:: EXERCISE MATERIALS

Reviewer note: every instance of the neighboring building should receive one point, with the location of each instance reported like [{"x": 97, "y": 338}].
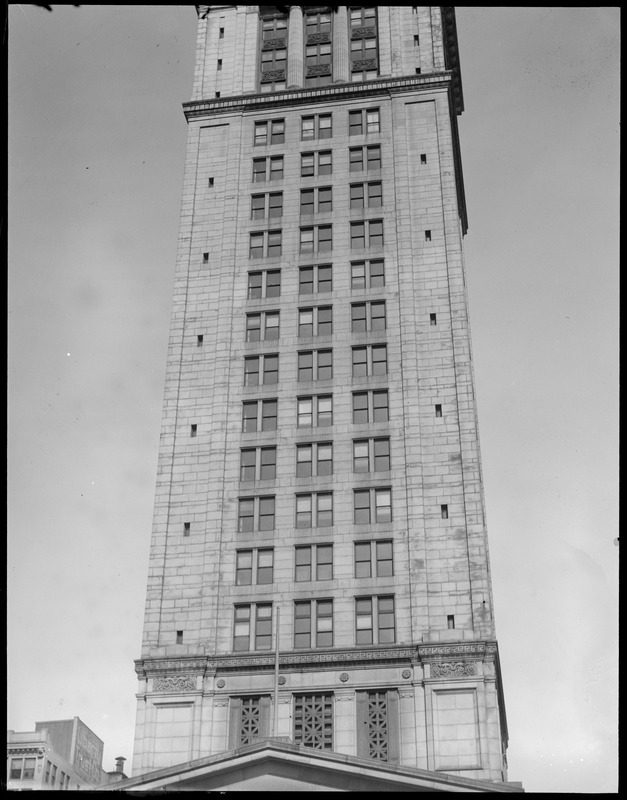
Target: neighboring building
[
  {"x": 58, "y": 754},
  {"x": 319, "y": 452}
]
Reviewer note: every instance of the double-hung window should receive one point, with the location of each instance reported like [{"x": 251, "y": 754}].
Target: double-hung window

::::

Only the final stretch of the entries above is needed: print exactly the lines from the line containing "Target: neighboring building" through the last one.

OUTPUT OF THE TASK
Target: neighboring building
[
  {"x": 58, "y": 754},
  {"x": 319, "y": 452}
]
Reviewer note: every instance of the double-hung window should receive one point, with the location of each instance reported like [{"x": 251, "y": 754}].
Target: double-hung window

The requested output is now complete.